--- begin MATERIAL ---

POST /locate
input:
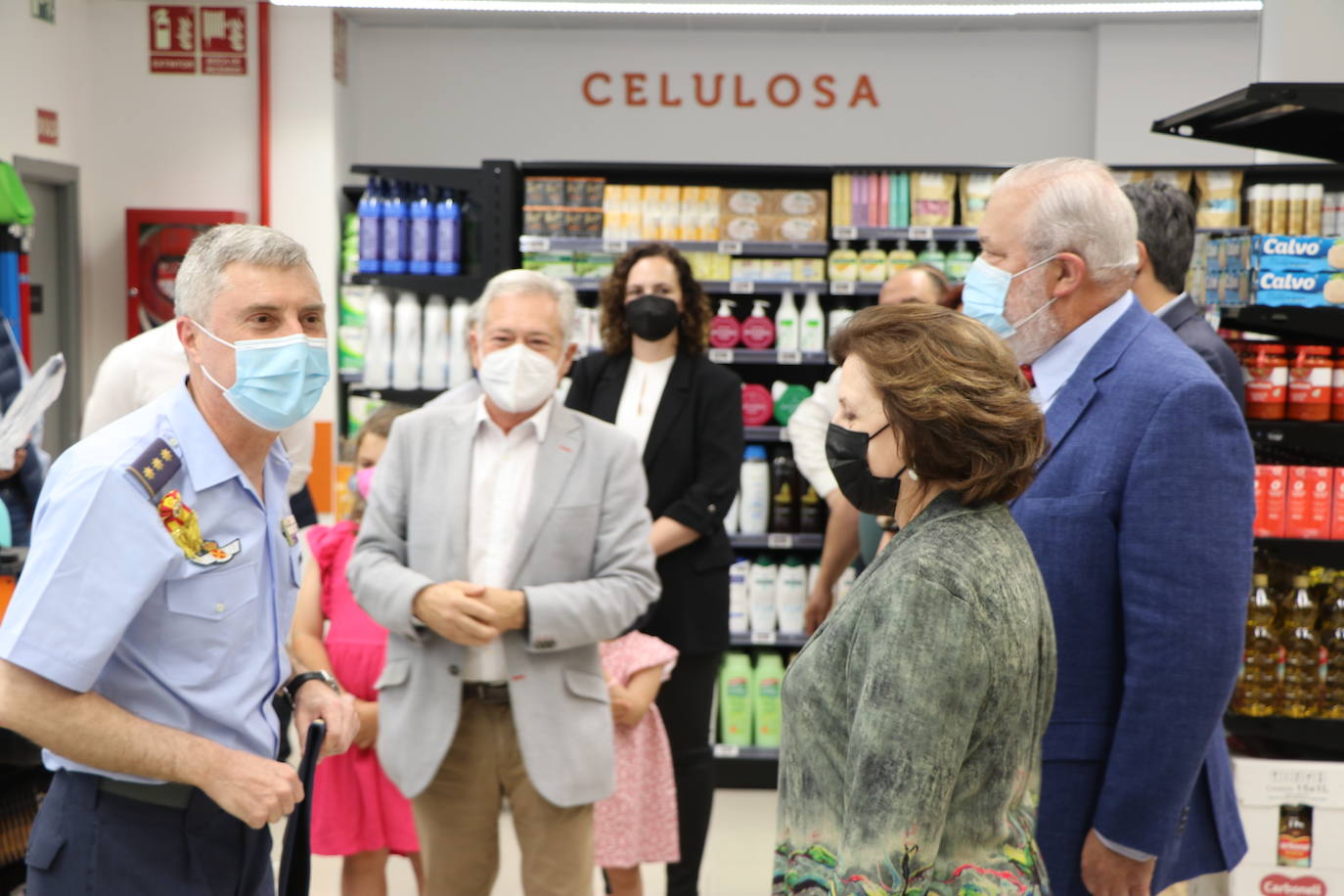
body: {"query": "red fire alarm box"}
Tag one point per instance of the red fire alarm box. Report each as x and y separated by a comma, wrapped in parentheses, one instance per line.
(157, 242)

--- end MATERIAL ---
--- begin MATERIAL ---

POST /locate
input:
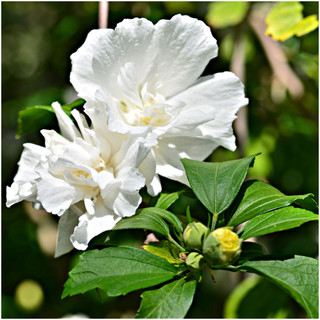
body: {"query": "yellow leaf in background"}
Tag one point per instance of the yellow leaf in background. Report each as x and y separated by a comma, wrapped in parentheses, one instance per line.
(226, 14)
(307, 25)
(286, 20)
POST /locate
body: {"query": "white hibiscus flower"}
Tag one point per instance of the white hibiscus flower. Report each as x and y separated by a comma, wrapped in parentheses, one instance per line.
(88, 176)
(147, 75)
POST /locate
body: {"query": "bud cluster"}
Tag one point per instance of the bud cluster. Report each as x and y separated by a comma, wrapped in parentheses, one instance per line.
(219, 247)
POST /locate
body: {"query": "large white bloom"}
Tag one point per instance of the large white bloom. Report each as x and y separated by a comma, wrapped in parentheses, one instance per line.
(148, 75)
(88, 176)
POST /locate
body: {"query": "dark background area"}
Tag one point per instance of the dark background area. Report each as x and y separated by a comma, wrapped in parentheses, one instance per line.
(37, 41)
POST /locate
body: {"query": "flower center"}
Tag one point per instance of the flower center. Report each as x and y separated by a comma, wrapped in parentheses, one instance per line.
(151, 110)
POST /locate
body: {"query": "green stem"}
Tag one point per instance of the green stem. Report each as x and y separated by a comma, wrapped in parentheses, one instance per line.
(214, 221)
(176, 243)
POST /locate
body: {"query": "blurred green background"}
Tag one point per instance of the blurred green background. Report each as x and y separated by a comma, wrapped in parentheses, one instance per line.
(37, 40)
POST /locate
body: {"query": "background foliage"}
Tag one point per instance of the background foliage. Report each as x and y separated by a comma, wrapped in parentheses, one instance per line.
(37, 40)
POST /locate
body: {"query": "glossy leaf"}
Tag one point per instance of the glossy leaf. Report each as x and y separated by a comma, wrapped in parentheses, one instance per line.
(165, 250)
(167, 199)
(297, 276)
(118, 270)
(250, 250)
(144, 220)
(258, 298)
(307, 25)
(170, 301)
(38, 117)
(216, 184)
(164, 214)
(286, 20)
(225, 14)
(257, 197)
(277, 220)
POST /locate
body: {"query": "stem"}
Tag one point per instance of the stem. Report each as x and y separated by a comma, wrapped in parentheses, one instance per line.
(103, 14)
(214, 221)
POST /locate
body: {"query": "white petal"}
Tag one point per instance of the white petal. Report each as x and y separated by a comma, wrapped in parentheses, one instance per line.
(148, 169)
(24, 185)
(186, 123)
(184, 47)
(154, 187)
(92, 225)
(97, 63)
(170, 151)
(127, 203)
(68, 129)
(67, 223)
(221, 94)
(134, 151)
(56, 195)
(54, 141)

--- end MATERIAL ---
--- begin MATERIAL ---

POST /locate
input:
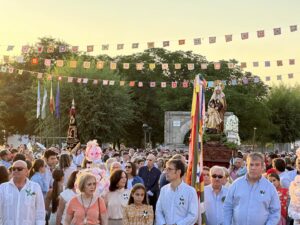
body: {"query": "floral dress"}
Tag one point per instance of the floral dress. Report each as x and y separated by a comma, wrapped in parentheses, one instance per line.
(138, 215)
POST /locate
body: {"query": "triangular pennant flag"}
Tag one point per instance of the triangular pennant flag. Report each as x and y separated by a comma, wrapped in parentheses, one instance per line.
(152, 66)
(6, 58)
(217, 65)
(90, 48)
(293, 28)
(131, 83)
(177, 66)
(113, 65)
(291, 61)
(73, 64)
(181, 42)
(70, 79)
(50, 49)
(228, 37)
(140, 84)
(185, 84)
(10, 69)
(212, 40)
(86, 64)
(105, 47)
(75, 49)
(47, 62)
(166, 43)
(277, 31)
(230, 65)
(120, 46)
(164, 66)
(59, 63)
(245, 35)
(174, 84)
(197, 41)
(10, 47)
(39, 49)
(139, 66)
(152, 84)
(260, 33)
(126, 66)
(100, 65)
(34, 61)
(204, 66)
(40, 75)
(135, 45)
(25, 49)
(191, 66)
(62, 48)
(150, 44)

--- end MATERIAL ---

_EXERCISE PROMPT_
State how many lines in the items above contain the string "yellow", counting only matches with the same capitalization. Reply with the number alone.

_THE SOLUTION_
2